#### SUPPLIED PASSAGE
____
This study showed that soybean seeds treated with certain insecticides belonging to the anthranilic diamides class can provide good efficacy against certain Lepidoptera during vegetative and reproductive plant growth stages. Clearly, a broader range of lepidopteran pests need to be examined to see if efficacy differences exist across species. In addition, we only examined leaf material; fruit structures (e.g. flowers and pods) need to be examined as well. Nevertheless, we believe this is the first study to show that these insecticides, when used as a soybean seed treatment can essentially provide season-long efficacy against certain Lepidoptera. In 2011, lepidopteran pests alone accounted for US$ 41/acre (US$ 101.31/ha) in yield losses and control costs in the midsouthern United States (Musser et al. 2011). Furthermore, using these seed treatments may reduce the number of foliar insecticide applications to control these pests and, consequently, lower overall input costs for growers.
Fig. 1.
Efficacy of various soybean seed treatments against fall armyworm larvae at (A) 2, (B) 3, and (C) 4 days after infestation (DAI) from leaves excised from plants at the V3 (vegetative) growth stage. Plants were grown in a greenhouse environment at the University of Arkansas, Lonoke, Arkansas. Untreated seeds contained only fungicide. Bars (means) with a common letter are not significantly different (a = 0.05) according to LSMEANS (MIXED PROCEDURE).
Fig. 2.
Efficacy of various seed treatments against fall armyworm larvae at 3 days after infestation from leaves excised from plants at the (A) V7 (vegetative, 7th node) growth stage at 51 days after planting (DAP) and the (B) R6 (reproductive, full pod) stage (112 DAP). Plants were grown in field plots near Weslaco, Texas. Untreated seeds only contained fungicide. Bars (means) with a common letter are not significantly different (a = 0.05) according to LSMEANS (MIXED PROCEDURE).
____
#### DATA SHOWN
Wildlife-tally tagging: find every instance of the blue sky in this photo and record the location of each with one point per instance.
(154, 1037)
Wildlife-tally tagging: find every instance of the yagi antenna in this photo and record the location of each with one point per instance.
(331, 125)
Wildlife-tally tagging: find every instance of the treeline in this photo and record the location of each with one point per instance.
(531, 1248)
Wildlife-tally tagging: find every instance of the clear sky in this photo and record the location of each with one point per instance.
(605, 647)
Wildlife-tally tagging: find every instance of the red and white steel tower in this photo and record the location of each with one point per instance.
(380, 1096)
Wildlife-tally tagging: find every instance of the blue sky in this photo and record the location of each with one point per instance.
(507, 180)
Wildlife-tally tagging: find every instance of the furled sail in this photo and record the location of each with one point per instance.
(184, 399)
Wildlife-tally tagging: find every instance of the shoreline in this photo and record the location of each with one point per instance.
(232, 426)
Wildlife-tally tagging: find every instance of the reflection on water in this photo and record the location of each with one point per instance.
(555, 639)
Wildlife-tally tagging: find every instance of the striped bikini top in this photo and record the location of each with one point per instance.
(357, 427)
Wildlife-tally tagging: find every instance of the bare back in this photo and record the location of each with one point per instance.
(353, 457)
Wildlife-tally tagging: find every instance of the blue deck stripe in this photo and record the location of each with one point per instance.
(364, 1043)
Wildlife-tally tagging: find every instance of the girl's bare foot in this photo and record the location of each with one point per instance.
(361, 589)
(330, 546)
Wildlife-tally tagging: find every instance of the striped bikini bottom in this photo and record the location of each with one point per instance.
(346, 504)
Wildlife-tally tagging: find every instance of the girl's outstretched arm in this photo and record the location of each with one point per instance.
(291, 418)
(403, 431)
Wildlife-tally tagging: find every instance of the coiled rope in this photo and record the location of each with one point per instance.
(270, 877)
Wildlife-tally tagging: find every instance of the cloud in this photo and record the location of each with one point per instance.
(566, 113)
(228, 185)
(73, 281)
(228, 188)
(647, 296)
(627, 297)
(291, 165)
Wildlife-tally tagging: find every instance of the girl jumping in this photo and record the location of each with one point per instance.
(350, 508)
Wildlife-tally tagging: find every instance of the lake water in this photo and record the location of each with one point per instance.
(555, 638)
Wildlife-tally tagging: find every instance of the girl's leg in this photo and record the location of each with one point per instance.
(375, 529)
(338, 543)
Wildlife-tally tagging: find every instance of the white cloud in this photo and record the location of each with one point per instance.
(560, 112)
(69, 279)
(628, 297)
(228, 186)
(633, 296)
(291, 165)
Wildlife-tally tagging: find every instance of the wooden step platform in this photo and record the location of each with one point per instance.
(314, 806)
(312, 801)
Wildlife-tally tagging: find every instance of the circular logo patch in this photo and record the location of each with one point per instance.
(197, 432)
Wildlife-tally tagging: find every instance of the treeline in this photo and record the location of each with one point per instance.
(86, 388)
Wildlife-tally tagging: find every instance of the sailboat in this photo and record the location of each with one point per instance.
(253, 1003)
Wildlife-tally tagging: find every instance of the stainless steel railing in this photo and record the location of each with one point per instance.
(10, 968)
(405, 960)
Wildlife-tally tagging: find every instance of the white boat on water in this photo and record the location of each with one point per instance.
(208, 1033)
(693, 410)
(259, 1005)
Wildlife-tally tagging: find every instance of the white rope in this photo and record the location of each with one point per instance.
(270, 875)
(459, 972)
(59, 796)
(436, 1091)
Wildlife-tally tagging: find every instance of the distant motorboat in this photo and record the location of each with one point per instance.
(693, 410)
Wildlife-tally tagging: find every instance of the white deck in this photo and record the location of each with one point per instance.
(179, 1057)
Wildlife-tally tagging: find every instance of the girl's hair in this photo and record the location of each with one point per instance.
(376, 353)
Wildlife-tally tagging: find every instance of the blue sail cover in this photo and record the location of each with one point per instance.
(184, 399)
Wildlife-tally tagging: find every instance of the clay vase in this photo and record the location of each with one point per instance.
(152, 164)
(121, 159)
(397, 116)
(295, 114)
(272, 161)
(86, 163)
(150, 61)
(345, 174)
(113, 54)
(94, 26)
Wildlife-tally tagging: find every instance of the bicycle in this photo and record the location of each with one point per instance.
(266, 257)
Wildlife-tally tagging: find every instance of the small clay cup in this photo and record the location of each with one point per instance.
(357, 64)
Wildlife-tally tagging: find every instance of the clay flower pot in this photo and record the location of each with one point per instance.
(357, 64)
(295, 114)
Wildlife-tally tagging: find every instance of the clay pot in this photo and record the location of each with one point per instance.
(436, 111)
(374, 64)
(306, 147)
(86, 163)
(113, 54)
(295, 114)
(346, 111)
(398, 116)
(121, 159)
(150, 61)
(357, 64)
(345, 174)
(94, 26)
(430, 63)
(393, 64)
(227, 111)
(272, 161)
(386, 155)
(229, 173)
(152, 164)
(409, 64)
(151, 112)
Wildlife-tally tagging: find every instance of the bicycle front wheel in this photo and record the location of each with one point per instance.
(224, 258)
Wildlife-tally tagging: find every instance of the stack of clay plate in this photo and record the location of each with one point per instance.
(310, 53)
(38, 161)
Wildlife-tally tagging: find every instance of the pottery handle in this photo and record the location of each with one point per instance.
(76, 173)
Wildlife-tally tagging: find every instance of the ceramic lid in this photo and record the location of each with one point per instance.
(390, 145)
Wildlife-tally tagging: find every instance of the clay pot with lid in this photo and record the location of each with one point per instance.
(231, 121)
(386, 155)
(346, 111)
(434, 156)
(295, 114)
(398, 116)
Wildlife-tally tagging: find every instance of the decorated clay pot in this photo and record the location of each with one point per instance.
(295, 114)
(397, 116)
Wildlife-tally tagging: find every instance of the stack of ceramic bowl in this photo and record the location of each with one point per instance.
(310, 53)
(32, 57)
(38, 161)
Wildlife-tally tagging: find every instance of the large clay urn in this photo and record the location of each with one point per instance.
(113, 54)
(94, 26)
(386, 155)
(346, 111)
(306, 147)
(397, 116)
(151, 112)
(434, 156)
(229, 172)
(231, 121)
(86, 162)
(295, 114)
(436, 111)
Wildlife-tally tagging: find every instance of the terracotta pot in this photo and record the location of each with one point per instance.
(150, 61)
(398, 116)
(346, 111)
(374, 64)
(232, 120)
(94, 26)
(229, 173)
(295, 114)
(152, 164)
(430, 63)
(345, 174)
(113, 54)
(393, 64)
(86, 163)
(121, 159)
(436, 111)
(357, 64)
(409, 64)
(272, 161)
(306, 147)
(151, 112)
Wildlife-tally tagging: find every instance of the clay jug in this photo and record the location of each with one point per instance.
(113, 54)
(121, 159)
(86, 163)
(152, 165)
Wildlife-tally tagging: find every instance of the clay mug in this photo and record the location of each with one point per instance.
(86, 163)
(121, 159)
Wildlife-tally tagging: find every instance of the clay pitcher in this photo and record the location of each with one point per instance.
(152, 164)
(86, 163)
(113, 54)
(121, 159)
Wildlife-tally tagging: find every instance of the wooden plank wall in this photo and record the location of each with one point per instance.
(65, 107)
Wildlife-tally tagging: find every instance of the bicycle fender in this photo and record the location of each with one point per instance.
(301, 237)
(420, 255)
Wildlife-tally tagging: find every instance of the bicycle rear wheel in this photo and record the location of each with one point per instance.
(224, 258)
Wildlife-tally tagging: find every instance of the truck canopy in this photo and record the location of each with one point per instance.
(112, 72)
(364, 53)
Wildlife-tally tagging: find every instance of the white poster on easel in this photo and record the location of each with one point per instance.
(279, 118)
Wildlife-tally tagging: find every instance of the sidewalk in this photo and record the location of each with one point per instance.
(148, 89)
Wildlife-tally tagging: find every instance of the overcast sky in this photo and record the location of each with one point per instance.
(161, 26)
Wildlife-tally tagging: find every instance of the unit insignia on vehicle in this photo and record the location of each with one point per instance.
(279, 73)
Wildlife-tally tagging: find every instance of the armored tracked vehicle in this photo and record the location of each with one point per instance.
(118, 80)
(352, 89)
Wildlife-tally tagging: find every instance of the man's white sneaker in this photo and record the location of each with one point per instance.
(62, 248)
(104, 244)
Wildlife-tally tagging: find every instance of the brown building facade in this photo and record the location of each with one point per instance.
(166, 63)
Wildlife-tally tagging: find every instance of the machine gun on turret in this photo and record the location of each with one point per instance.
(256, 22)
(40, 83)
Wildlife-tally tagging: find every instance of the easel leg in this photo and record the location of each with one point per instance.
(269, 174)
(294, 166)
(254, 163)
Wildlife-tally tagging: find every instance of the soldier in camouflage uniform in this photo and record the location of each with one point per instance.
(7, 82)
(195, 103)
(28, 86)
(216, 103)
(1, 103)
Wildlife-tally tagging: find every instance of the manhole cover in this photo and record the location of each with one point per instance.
____
#### INSTRUCTIONS
**1.** In the passage on soybean seed treatments, where were the plants described under Fig. 2 grown?
**2.** Carry on the passage on soybean seed treatments, picking up right after its final sentence.

#### TASK-BY-TASK OUTPUTS
**1.** In field plots near Weslaco, Texas.

**2.**
The residual control and high efficacy of chlorantraniliprole and cyantraniliprole are already showing their worth in cotton when applied as a foliar application. These products could allow producers to grow conventional cotton in areas with high heliothine pressure (Fortner 2012). Chlorantraniliprole also currently provides a control option for the pyrethroid resistant tobacco budworm, Heliothis virescens (F.), in cotton (Patman 2012). This chemical has also been observed in experiments to provide 1 month of residual control of corn earworm, Heliocoverpa zea (Boddie), in soybeans (G. M. Lorenz, unpublished data).
It both the greenhouse and field plot studies, higher efficacy was observed for chlorantraniliprole compared with cyantraniliprole. One possible explanation could be due to differences in solubility. The solubility of chlorantraniliprole and cyantraniliprole in water is 1 and 18 ppm, respectively (DuPont, personal communication). The lower solubility of chlorantraniliprole could explain the extensive length of its residual control; however, more research is needed to determine the effect of water stress (e.g. drought and water-logging) on the activity of both systemic insecticides.